Show each line of the rows below that contains the word "every".

§ **Task material**
┌────────

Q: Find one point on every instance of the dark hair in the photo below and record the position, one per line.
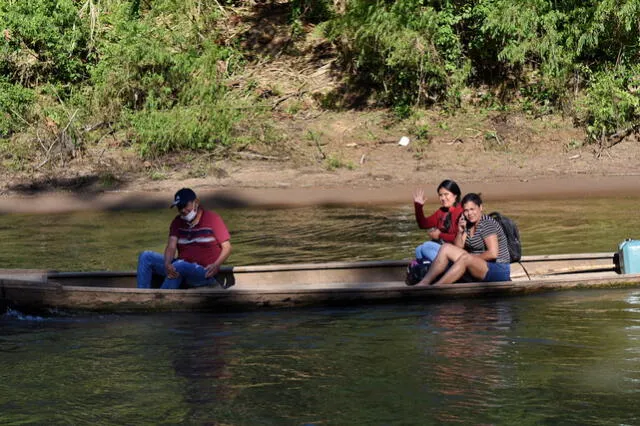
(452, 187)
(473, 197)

└────────
┌────────

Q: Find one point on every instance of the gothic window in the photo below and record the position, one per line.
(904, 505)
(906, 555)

└────────

§ **The answer**
Q: Find one point on every instance of the dark hair in the photo below and record the position, one per line.
Q: Find one point on every instance of the gothic window in the photo below and record the position, one per line.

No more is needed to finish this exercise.